> EXERCISE REQUIREMENTS:
• 1. In the historical society newsletter note, condense the paragraph that begins "The centennial year of Park Ridge" into a shorter version that keeps its main facts.
• 2. List every person named in the historical society newsletter note.
• 3. Pick up the historical society newsletter note after its final line and continue writing it.

As you know from Society President Jeff Caudill’s recent member letter, we are all excited to be on the path to a new home in Park Ridge in the Solomon Cottage at The Youth Campus. More information on this extraordinary news within.

The centennial year of Park Ridge as a City begins in May, 2010, exactly 100 years after Dr. Albert Buchheit was elected our first Mayor. This offers a wonderful opportunity to draw attention to the good story of our local history before, during and after our city centennial year. From the Park Ridge Country Club in 2006 to the Park Ridge Public Library in 2013, at least eight community organizations will have celebrated 100 years of continuous uninterrupted operation in Park Ridge, including The Youth Campus.

Watch for our redesigned web page soon. Pennyville.org will continue as our means for keeping everyone informed about Society events and progress to our new home.

The Society Trustees thank Judy Kaplan for stepping back to her role as publisher of the Lamppost. We have received many compliments about her work on our most recent issues and are delighted that she is helping us again.

We hope to see you at our first general program of the year:
Anne Lunde’s presentation on “Digging Into the Past”

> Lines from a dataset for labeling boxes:

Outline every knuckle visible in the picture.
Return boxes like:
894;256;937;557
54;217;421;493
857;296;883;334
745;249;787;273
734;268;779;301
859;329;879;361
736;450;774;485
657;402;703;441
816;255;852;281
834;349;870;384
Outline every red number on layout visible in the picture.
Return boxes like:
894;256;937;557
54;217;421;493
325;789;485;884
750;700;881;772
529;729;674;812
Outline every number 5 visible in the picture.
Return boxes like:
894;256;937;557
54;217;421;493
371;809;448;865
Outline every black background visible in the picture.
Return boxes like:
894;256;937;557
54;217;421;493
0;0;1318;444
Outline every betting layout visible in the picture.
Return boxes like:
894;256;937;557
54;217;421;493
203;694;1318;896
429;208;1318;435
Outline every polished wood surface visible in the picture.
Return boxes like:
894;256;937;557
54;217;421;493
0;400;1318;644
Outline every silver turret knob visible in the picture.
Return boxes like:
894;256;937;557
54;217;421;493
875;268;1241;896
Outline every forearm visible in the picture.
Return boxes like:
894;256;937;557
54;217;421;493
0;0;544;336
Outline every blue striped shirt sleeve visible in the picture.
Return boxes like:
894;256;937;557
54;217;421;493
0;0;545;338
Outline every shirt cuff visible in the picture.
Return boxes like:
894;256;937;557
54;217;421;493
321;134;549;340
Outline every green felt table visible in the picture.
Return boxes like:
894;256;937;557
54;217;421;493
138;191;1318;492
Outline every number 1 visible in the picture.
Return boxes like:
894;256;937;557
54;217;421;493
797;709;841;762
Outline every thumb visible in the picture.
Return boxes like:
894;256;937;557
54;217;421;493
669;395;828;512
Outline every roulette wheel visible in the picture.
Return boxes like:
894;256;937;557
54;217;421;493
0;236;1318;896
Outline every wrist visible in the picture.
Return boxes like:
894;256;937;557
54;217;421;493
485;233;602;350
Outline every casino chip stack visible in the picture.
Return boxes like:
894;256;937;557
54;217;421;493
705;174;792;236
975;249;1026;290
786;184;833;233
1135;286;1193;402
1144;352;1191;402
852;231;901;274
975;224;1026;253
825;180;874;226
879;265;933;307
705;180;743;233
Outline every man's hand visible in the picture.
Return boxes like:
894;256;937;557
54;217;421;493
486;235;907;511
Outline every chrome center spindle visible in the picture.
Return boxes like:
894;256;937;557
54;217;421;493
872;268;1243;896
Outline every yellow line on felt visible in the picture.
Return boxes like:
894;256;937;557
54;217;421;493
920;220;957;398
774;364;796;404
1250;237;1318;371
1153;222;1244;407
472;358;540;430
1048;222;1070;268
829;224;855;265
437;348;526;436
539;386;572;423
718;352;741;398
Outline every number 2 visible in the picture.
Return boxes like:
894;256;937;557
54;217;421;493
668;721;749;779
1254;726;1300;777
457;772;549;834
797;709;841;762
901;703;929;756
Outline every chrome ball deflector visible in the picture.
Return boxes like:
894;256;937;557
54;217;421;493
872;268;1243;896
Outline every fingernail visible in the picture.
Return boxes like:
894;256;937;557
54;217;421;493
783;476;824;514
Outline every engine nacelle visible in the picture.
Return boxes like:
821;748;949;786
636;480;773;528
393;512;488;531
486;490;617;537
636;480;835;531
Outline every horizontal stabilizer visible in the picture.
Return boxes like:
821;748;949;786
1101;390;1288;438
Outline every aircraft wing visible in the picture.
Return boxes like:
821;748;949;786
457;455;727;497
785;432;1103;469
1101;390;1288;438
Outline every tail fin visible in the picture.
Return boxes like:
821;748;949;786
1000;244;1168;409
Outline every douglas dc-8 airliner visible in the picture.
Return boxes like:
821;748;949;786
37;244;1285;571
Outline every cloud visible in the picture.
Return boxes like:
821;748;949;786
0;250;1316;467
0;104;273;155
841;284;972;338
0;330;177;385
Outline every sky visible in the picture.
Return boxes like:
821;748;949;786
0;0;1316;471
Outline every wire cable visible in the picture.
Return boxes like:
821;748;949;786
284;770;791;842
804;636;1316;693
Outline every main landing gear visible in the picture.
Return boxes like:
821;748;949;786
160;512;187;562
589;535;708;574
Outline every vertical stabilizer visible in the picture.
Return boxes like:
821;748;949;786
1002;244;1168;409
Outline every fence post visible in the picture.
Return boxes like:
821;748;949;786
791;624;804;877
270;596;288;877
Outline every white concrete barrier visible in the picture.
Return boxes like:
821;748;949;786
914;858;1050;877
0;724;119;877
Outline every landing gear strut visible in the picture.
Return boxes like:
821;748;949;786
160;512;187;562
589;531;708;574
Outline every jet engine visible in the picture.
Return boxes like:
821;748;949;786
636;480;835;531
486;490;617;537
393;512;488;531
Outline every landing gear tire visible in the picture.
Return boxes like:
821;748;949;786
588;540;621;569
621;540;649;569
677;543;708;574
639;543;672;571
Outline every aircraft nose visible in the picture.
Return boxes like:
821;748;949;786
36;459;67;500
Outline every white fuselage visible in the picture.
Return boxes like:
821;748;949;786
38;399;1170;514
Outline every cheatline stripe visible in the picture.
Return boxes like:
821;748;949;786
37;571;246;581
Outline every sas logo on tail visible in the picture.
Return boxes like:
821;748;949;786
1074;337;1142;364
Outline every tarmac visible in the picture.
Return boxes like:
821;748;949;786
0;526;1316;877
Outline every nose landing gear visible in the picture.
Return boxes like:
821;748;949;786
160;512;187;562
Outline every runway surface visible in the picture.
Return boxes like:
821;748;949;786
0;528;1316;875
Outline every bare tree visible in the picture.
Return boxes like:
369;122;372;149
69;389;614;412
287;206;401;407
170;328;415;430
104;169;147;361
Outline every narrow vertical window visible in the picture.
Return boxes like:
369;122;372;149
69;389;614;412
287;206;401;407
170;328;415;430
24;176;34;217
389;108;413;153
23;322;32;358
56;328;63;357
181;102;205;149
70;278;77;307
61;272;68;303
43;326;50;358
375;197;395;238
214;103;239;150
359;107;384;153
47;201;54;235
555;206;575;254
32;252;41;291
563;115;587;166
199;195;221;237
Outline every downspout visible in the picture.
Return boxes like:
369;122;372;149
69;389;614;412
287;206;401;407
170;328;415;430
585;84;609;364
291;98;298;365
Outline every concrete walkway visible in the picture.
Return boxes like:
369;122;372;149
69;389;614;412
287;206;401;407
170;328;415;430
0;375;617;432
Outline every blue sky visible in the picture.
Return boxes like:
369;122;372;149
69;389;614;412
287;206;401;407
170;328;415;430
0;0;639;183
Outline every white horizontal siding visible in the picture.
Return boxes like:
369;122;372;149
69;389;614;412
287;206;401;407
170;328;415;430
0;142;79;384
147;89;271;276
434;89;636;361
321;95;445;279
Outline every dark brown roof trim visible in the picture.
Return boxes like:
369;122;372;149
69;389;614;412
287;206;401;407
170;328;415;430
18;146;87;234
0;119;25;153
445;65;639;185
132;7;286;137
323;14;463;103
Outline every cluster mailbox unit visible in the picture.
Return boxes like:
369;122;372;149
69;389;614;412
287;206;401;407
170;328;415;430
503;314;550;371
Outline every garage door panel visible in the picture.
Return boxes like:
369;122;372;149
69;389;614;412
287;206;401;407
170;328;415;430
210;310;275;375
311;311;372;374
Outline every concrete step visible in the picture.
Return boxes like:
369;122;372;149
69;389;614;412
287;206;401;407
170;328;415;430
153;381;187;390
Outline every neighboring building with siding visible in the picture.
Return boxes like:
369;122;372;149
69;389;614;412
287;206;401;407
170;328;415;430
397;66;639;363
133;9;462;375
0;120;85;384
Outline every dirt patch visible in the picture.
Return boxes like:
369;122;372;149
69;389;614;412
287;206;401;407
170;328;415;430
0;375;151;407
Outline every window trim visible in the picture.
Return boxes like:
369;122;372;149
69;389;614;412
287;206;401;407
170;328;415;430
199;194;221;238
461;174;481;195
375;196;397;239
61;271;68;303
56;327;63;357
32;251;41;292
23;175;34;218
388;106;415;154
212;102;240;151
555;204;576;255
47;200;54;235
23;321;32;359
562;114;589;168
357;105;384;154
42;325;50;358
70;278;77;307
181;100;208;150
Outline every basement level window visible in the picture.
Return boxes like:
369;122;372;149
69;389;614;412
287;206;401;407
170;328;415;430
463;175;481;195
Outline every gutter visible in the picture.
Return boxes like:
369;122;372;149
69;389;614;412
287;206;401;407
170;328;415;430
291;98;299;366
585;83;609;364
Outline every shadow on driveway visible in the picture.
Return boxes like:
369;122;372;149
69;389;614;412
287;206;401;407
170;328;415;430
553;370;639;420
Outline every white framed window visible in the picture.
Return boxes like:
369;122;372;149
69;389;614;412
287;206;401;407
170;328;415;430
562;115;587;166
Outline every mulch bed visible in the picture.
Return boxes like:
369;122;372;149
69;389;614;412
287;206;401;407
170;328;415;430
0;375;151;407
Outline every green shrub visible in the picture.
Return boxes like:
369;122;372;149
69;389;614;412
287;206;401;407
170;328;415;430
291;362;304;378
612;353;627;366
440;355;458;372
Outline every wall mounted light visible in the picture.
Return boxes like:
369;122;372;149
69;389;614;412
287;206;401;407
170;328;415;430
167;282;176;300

> ANSWERS TO THE PROBLEMS:
• 1. Park Ridge's centennial year as a city begins in May 2010, 100 years after Dr. Albert Buchheit was elected its first mayor. The milestone is a chance to highlight local history before, during and after the centennial. Between the Park Ridge Country Club in 2006 and the Park Ridge Public Library in 2013, at least eight community organizations, The Youth Campus among them, will have reached 100 years of continuous operation in Park Ridge.

• 2.
- Jeff Caudill
- Dr. Albert Buchheit
- Judy Kaplan
- Anne Lunde

• 3.
on Thursday Evening, May 21, at St. Mary’s Episcopal Church.

The Society Museum at Garden and Prairie will be open on Saturdays in June and July from 9 am until noon.

Please tell your friends and neighbors about this last opportunity to visit our current home.


At our speaking program at The Youth Campus in April, 2005, we were warmly received by thenCEO, Joe Loftus. We began a dialog with him about the rich history of Pennyville, Brickton, and Park Ridge, and the approaching centennial year of the continuous mission of the Park Ridge School for Girls.

We discussed a cooperative plan to enhance that community history through a closer relationship, just as property taxes at 41 South Prairie Avenue began to escalate. When Joe Loftus moved to another career opportunity, we continued our conversation with Richard DiStasio, co-chair of the Board of Directors, who listened carefully to our vision of common interests. Soon after the arrival of new CEO, Jim Guidi, our dialog resumed, and Dr. Guidi forthrightly invited the Historical Society to continue its mission in an unused cottage at The Youth Campus, an invitation unprecedented in its 100-year history.

Dr. Jim Guidi, the Youth Campus CEO, and Jeff Caudill, Park Ridge Historical Society President, sign the Solomon Cottage Lease, April 21, 2009

The Society has just signed a long-term lease for this purpose, and we are in a ‘due diligence’ period to make certain that we can accommodate any environmental remediation needs at the Cottage.

Assuming no major concerns arise in this regard, we will then commission architect Walker Johnson to prepare conceptual plans for our vision of the new home of the Historical Society within the Solomon Cottage.

Walker Johnson’s portfolio speaks well of his work with many historically significant buildings, following a distinguished career at Holabird and Root, successors to Holabird and Roche, architects for the first School Cottage in 1908.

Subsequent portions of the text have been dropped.